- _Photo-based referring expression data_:
####################
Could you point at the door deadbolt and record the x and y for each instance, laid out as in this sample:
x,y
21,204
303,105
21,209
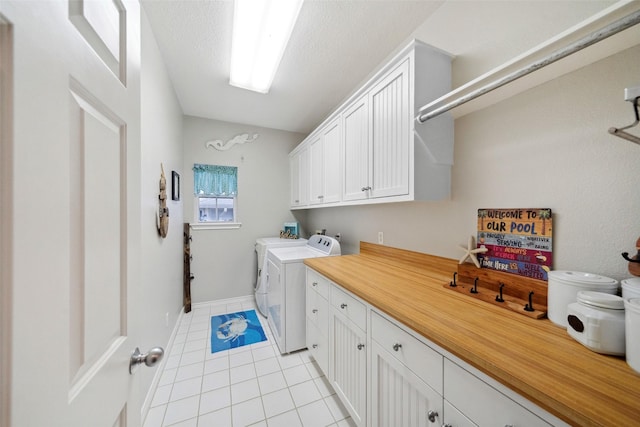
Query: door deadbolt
x,y
151,358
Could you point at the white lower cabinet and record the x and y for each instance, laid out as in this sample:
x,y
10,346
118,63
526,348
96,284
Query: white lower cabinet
x,y
387,375
406,378
317,318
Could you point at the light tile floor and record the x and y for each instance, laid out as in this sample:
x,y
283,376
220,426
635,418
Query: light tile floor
x,y
252,385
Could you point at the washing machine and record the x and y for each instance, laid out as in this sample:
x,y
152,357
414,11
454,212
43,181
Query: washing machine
x,y
286,277
262,244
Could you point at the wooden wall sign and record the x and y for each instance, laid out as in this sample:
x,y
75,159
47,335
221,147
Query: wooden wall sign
x,y
519,241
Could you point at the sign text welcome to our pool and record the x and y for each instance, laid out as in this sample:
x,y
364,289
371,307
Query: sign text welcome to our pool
x,y
519,241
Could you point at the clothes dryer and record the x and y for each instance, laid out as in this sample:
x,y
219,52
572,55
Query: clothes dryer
x,y
286,275
262,244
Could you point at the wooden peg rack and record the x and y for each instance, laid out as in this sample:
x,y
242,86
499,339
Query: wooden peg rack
x,y
515,291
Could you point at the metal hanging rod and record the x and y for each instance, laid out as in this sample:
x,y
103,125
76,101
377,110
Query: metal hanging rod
x,y
599,35
632,95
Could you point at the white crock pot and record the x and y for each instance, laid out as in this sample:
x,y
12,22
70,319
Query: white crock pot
x,y
632,325
631,288
563,288
596,320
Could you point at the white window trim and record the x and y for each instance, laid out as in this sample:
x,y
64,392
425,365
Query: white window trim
x,y
215,225
221,225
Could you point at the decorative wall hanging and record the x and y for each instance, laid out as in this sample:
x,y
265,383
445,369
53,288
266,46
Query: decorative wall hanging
x,y
519,241
238,139
162,217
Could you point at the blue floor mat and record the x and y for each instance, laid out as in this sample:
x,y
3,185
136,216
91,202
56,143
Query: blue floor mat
x,y
235,330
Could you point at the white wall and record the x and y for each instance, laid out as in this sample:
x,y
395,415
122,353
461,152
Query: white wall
x,y
545,148
161,269
224,263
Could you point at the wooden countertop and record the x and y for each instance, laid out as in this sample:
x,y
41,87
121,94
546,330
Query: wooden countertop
x,y
535,358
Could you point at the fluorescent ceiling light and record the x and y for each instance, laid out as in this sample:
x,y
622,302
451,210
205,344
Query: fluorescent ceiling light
x,y
261,31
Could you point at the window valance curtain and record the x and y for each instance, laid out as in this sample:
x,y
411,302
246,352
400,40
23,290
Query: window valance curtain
x,y
213,180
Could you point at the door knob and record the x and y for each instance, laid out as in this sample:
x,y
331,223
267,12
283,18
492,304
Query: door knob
x,y
151,358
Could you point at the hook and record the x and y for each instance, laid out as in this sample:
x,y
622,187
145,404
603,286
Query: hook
x,y
529,307
625,255
620,132
499,297
453,283
474,290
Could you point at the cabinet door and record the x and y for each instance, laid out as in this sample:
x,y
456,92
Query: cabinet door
x,y
332,150
399,398
356,150
348,366
316,171
390,125
304,161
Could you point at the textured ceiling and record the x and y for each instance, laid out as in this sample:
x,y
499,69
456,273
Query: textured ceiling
x,y
334,46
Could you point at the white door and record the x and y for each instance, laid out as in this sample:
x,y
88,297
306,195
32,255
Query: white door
x,y
74,211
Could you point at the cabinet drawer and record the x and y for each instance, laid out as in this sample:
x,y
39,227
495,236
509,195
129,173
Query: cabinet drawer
x,y
350,307
483,404
318,282
454,418
425,362
317,310
318,346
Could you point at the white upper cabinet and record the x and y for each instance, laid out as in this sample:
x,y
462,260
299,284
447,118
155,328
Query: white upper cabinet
x,y
390,134
382,154
316,171
299,167
332,156
356,150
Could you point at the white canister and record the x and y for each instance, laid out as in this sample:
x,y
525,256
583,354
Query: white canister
x,y
632,325
631,288
597,321
563,288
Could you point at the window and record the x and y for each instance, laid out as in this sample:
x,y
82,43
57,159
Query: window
x,y
215,194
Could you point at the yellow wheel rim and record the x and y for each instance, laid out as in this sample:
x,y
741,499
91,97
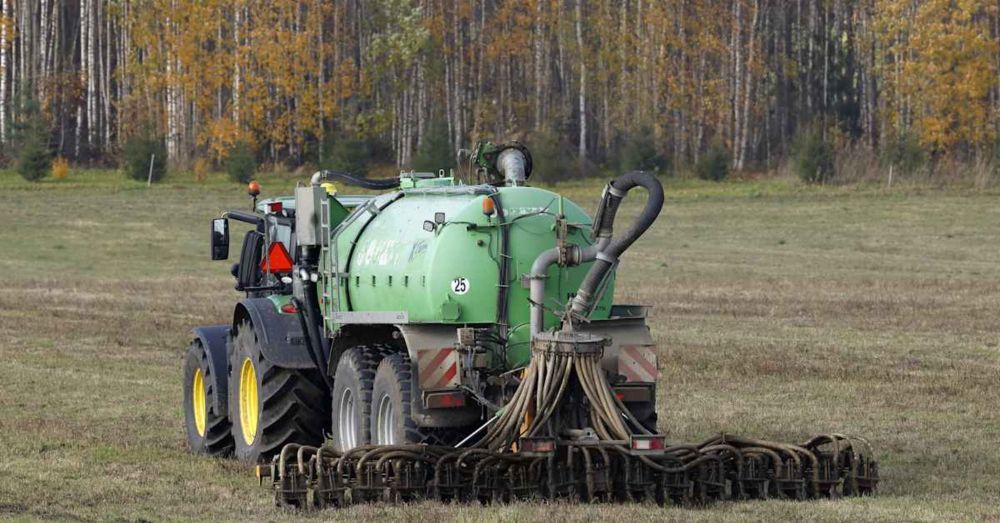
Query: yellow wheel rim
x,y
198,403
249,409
####################
- _What to produce_: Pictures stay out; the entries above are to be output exactly as given.

- _Output for this exercise_:
Could you point at the door deadbolt and record the x and y for each instance, laid out as in this sample:
x,y
21,204
303,105
21,209
Query: door deadbolt
x,y
151,358
Could you point at the white lower cabinet and record the x and y for each instance, laid out as in this sample:
x,y
10,346
118,63
526,348
96,284
Query: white lower cabinet
x,y
387,375
406,378
317,318
Could you point at the light tile floor and record the x and y for each instance, laid out as in this sample:
x,y
283,376
220,426
635,418
Query: light tile floor
x,y
252,385
Could you point at the washing machine and record the x and y for each instance, laid out as in this sample:
x,y
152,357
414,11
454,212
43,181
Query: washing machine
x,y
286,277
262,244
Could you point at the wooden wall sign and record the x and y for each instance, laid out as in this sample:
x,y
75,159
47,335
221,147
Query: wooden wall sign
x,y
519,241
Could you point at the sign text welcome to our pool and record the x and y for each instance, laid out as in this sample:
x,y
364,289
371,307
Query: sign text welcome to our pool
x,y
519,241
Could you point at the clothes dryer and record the x and y for each instance, laid out as in this sample:
x,y
219,52
572,55
Query: clothes dryer
x,y
286,275
262,244
Could you point at the wooden peg rack and record the x and y for each instance, laid out as in this sample:
x,y
242,86
499,339
Query: wooden peg rack
x,y
515,291
Could you point at the metal hanging rod and record the x and y for each instance, laid out as in this sample:
x,y
103,125
76,101
377,110
Query: metal hanging rod
x,y
599,35
632,95
Could you point at the white crock pot and record the x and y for each instance, laid out as in this sample:
x,y
12,22
70,319
Query: white crock pot
x,y
632,325
631,288
563,288
596,320
Could you point at the white window trim and record the x and y for each instance, laid out as in this sample:
x,y
64,392
425,365
Query: white window trim
x,y
215,225
221,225
Could you point at the decorative wall hanging and record the x and y for each instance, laid out as in this sample:
x,y
265,383
445,369
53,288
266,46
Query: decorative wall hanging
x,y
519,241
238,139
162,217
Could you point at the blue floor mat and record the x and y for each instance, laid out as in this sample:
x,y
3,185
136,216
91,202
56,143
Query: blue floor mat
x,y
235,330
Could you point at the white wall and record the x and y for each instance, laid out as in this sample:
x,y
395,415
122,353
461,152
Query: white wall
x,y
545,148
161,269
224,263
Could you point at the wooden countertop and record the x and y for each instance, laid out as in this sample:
x,y
41,87
121,94
546,330
Query: wooden countertop
x,y
535,358
Could you point at the fluorescent ceiling light and record the x and y for each instance, laid out as in this sample:
x,y
622,302
451,210
205,344
Query: fluorescent ceiling light
x,y
261,31
Could you point at the window valance curtain and record the x and y for each instance, laid out as in this sample:
x,y
411,302
246,352
400,40
23,290
Query: window valance curtain
x,y
213,180
Could you point at the door knob and record the x and y for each instance, laid out as in this sample:
x,y
331,223
267,12
283,18
492,304
Query: door knob
x,y
151,358
Could you point at the hook and record the x and y for each instance, laid out as in this sample:
x,y
622,187
145,404
603,286
Query: hook
x,y
529,307
625,255
620,132
499,297
453,283
474,290
Could you point at the cabinet door and record the x and y for each instance, laid out as in this sample:
x,y
456,92
Query: cabinet door
x,y
332,150
399,398
356,150
348,366
316,171
390,125
304,161
Could you point at the textured ceiling and record the x and y for each instance, laid out as in this sample:
x,y
499,69
456,273
Query: textured ceiling
x,y
334,46
Could you point at the white door and record the x and y for each instance, laid out as in this sample:
x,y
88,297
306,195
32,255
Query: white door
x,y
74,211
Could you point at the cabinet drawer and record the x and y for each instance, laid out as in this sample:
x,y
39,227
495,236
509,195
129,173
Query: cabinet drawer
x,y
350,307
483,404
318,282
454,418
425,362
317,310
318,346
Could you point at the white upper cabinet and record the x and y for each instance, laid out as in this sample:
x,y
462,260
299,284
447,118
155,328
Query: white upper cabinet
x,y
390,134
382,154
316,171
299,167
332,156
356,150
Could you point at the white canister and record the x and y for each instance, laid out as in this sample:
x,y
525,256
583,354
Query: white canister
x,y
632,325
631,288
597,321
563,288
Could you point at the window and record the x and y for each instance, laid out as in this sample:
x,y
82,43
57,159
Query: window
x,y
215,194
Could you point at the yellow wheel rim and record the x and y for each instance, laid out as in this sample:
x,y
741,499
91,97
Query: yellow wheel rim
x,y
198,403
249,409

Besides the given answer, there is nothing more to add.